[[ DATA PROVIDED, beginning ]]
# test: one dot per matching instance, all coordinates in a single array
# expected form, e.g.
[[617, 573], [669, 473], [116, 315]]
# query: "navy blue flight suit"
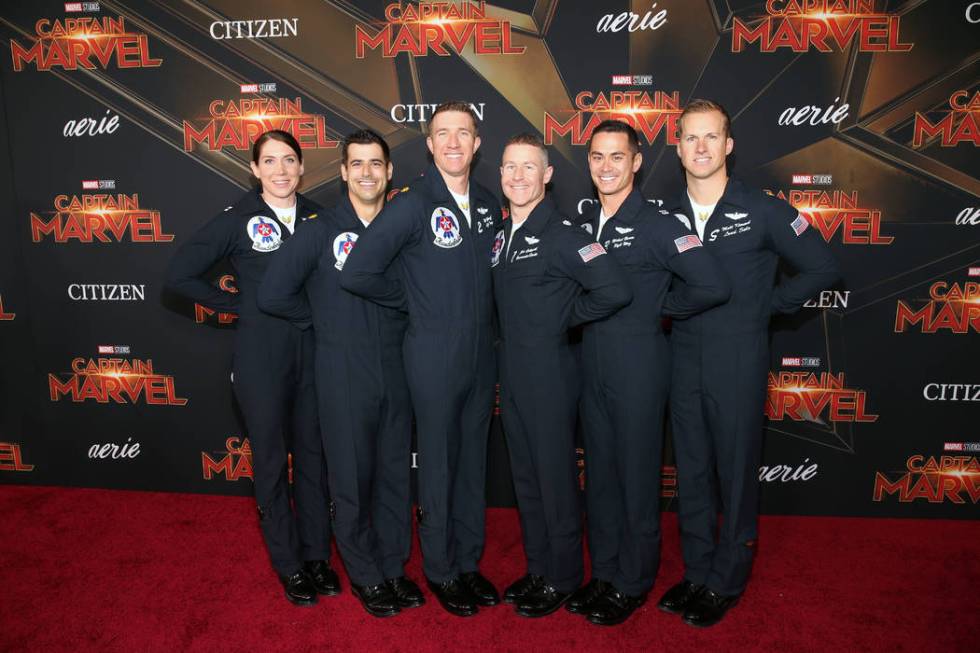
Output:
[[ DATA PROVIDED, end ]]
* WHAT THIS TASK INVOLVES *
Go through the material and set it down again exactly, but without any pictures.

* WORKED SOLUTION *
# test: one dot per matching instance, all coordinates in a single array
# expected form, e.g.
[[617, 573], [669, 473], [116, 315]]
# query: "navy blue flight suit"
Output:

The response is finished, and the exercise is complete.